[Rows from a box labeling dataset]
--- Begin ---

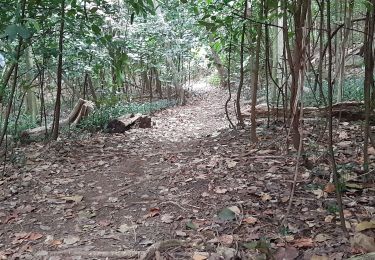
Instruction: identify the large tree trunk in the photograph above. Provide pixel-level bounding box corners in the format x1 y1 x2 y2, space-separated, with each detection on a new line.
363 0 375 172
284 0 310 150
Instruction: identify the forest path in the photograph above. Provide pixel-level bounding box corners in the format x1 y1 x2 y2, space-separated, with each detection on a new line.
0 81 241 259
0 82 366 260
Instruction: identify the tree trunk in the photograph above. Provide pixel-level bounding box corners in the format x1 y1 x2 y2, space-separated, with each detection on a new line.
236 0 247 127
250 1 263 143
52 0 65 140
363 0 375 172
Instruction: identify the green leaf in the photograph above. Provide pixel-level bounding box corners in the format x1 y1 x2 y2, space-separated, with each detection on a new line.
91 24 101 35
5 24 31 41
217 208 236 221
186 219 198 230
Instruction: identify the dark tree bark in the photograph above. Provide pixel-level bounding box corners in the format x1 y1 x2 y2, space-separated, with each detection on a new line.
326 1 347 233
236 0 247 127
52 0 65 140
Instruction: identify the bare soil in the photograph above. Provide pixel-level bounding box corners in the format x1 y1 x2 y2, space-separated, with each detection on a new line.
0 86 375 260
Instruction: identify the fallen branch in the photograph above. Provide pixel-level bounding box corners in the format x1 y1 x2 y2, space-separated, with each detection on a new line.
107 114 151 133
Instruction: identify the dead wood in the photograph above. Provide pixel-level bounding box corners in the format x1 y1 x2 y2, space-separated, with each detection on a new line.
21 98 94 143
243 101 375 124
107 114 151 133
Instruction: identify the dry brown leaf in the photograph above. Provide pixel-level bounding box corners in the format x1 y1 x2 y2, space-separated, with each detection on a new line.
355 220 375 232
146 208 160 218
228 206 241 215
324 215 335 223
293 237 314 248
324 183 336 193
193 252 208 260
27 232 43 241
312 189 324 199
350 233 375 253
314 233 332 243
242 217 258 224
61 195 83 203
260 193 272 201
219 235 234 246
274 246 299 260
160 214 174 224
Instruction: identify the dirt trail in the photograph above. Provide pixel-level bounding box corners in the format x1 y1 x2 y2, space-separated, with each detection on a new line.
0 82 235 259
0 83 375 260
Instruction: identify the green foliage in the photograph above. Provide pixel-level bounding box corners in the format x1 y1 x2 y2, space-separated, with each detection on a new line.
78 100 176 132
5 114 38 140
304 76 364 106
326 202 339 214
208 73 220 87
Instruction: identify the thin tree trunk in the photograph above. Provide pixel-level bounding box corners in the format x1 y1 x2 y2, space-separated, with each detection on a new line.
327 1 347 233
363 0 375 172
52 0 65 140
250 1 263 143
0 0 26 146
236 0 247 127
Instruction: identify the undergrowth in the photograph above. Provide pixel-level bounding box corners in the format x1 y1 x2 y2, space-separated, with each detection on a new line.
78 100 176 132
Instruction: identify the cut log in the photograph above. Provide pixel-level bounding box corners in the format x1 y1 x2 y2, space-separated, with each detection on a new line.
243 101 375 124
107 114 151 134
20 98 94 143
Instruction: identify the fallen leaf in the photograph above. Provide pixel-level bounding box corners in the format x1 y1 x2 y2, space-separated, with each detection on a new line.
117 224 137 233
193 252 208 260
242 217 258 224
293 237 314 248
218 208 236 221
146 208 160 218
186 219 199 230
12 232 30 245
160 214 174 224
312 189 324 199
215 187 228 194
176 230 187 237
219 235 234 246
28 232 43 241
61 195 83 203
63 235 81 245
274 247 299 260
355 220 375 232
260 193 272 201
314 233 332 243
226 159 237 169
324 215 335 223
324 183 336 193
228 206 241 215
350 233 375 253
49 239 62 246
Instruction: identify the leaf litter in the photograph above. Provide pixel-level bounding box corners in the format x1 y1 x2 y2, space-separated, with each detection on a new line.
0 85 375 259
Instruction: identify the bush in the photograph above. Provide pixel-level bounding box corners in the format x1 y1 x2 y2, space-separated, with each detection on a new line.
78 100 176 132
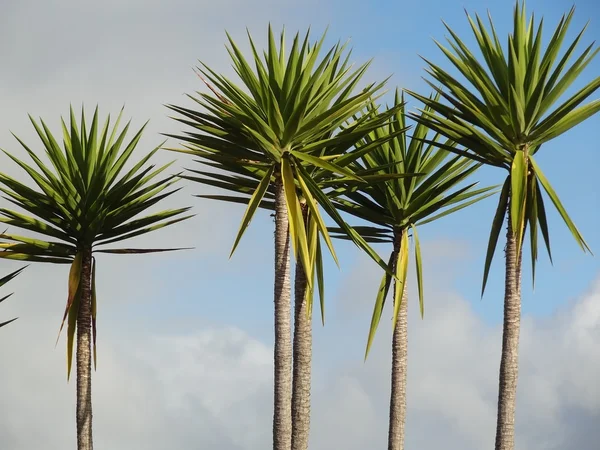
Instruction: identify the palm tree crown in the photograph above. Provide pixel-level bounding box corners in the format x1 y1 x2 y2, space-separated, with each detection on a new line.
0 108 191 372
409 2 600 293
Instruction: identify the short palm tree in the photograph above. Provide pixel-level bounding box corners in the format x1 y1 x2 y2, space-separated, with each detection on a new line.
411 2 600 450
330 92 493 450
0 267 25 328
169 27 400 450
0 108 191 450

--- End ---

Render every line of the records above as a Markdown table with the columns Number and Record line, one row per line and blank lines omitted. Leave the pictures out of the table.

| Number | Record line |
|---|---|
| 1 | Instruction: identify the large tree trunk in the photograph above. Provide pixel-level bounding box corners in the format x1 y1 x2 y2, space-separated, with each detection on a new line. |
| 2 | 363 0 375 172 |
| 3 | 284 0 310 150 |
| 4 | Instruction: identify the forest path in the photograph above. Provide pixel-level bounding box corners in the format x1 y1 x2 y2, space-separated, with each detection on a new line. |
| 5 | 0 81 241 259 |
| 6 | 0 82 366 260 |
| 7 | Instruction: identify the tree trunk in the photograph above. Provide pixel-level bounding box corners in the format x1 y1 x2 y2, space-separated, with each detection on a new line. |
| 8 | 236 0 247 127 |
| 9 | 250 1 263 143 |
| 10 | 52 0 65 140 |
| 11 | 363 0 375 172 |
| 12 | Instruction: identify the green leaf in the photograph above. Provide pixel-level bounding box corners in the format x1 y1 x2 y2, space-separated, with each detection on a new line. |
| 13 | 91 24 101 35 |
| 14 | 5 24 31 41 |
| 15 | 217 208 236 221 |
| 16 | 186 219 198 230 |
| 17 | Instruction: identify the dark tree bark in the photograph above. Provide pixel-level bounding box corners in the format x1 y1 x2 y2, space-separated, with each detection on a new line. |
| 18 | 326 1 347 233 |
| 19 | 236 0 247 127 |
| 20 | 52 0 65 140 |
| 21 | Instruction: identify the bare soil in the photograph above. Provide pixel-level bounding box corners in the format x1 y1 x2 y2, space-separated, with each detection on a new line. |
| 22 | 0 86 375 260 |
| 23 | Instruction: identify the fallen branch in the photograph above. Provide pixel-level bounding box corners in the format x1 y1 x2 y2, space-separated, with each detection on a new line. |
| 24 | 107 114 151 133 |
| 25 | Instruction: identify the dead wood in the photograph above. Provide pixel-level bounding box corners in the format x1 y1 x2 y2, space-separated, with each detection on a new line. |
| 26 | 21 98 94 143 |
| 27 | 243 101 375 124 |
| 28 | 107 114 151 133 |
| 29 | Instruction: identify the dry brown leaf in the photograph above. Provide pixel-level bounding box corners in the format x1 y1 x2 y2, space-separated, with each detection on a new line. |
| 30 | 355 220 375 232 |
| 31 | 146 208 160 218 |
| 32 | 228 206 241 215 |
| 33 | 324 215 335 223 |
| 34 | 293 237 314 248 |
| 35 | 324 183 336 193 |
| 36 | 193 252 208 260 |
| 37 | 27 232 43 241 |
| 38 | 312 189 324 199 |
| 39 | 350 233 375 253 |
| 40 | 314 233 332 243 |
| 41 | 242 217 258 224 |
| 42 | 61 195 83 203 |
| 43 | 260 193 272 201 |
| 44 | 219 235 234 246 |
| 45 | 274 246 299 260 |
| 46 | 160 214 174 224 |
| 47 | Instruction: identify the dirt trail in the photograph above. Provide pixel-level bounding box corners in the format x1 y1 x2 y2, space-separated, with each detection on a new line. |
| 48 | 0 82 235 259 |
| 49 | 0 83 375 260 |
| 50 | Instruction: identify the green foliage in the photograph above. Provide pixel-level bounding box corners in the format x1 y1 x2 y2, space-separated, with each detection on a new line. |
| 51 | 78 100 176 132 |
| 52 | 5 114 38 140 |
| 53 | 304 76 364 106 |
| 54 | 326 202 339 214 |
| 55 | 208 73 220 87 |
| 56 | Instruction: identify the thin tree trunk in the photograph above. Provide pixel-level bounding box corners in the format x1 y1 x2 y2, space-separated, with each detection on a new line. |
| 57 | 327 1 347 233 |
| 58 | 363 0 375 172 |
| 59 | 52 0 65 140 |
| 60 | 250 1 263 143 |
| 61 | 0 0 26 146 |
| 62 | 236 0 247 127 |
| 63 | Instruction: identify the undergrowth in the photograph above. Provide pixel-level bounding box corners in the format x1 y1 x2 y2, space-separated, with each detection on a new line. |
| 64 | 78 100 176 132 |
| 65 | Instruction: identify the cut log in the photograph above. Provide pixel-level bounding box corners in the format x1 y1 x2 y2, space-separated, with each detection on a new line. |
| 66 | 243 101 375 124 |
| 67 | 107 114 151 134 |
| 68 | 20 98 94 143 |
| 69 | Instruction: identify the fallen leaf in the photograph above. Provide pixel-level bounding box corners in the format x1 y1 x2 y2, space-separated, with each detection on a new line. |
| 70 | 117 224 137 233 |
| 71 | 193 252 208 260 |
| 72 | 242 217 258 224 |
| 73 | 293 237 314 248 |
| 74 | 218 208 236 221 |
| 75 | 146 208 160 218 |
| 76 | 186 219 199 230 |
| 77 | 12 232 30 245 |
| 78 | 160 214 174 224 |
| 79 | 312 189 324 199 |
| 80 | 215 187 228 194 |
| 81 | 176 230 187 237 |
| 82 | 219 235 234 246 |
| 83 | 28 232 43 241 |
| 84 | 61 195 83 203 |
| 85 | 63 235 81 245 |
| 86 | 274 247 299 260 |
| 87 | 355 220 375 232 |
| 88 | 260 193 272 201 |
| 89 | 314 233 332 243 |
| 90 | 226 159 237 169 |
| 91 | 324 215 335 223 |
| 92 | 324 183 336 193 |
| 93 | 228 206 241 215 |
| 94 | 350 233 375 253 |
| 95 | 49 239 62 246 |
| 96 | Instruction: identify the leaf litter in the photograph above. Provide pixel-level bounding box corners in the format x1 y1 x2 y2, space-separated, with each detection on a new line. |
| 97 | 0 85 375 259 |
| 98 | Instruction: identify the bush in the photograph above. Provide pixel-level bounding box corners in the format x1 y1 x2 y2, space-separated, with each detection on a new line. |
| 99 | 78 100 176 132 |
| 100 | Instruction: identify the palm tree crown in the photograph above. Provide pixel-level bounding box corners in the format x1 y1 x2 y2, space-separated, with each detection on a new line. |
| 101 | 0 108 191 372 |
| 102 | 409 2 600 293 |
| 103 | Instruction: identify the short palm tree in the photograph above. Provide pixel-level bounding box corners in the format x1 y1 x2 y2, space-separated, with each detection on a new line. |
| 104 | 411 2 600 450 |
| 105 | 330 92 493 450 |
| 106 | 0 267 25 328 |
| 107 | 169 27 400 450 |
| 108 | 0 108 191 450 |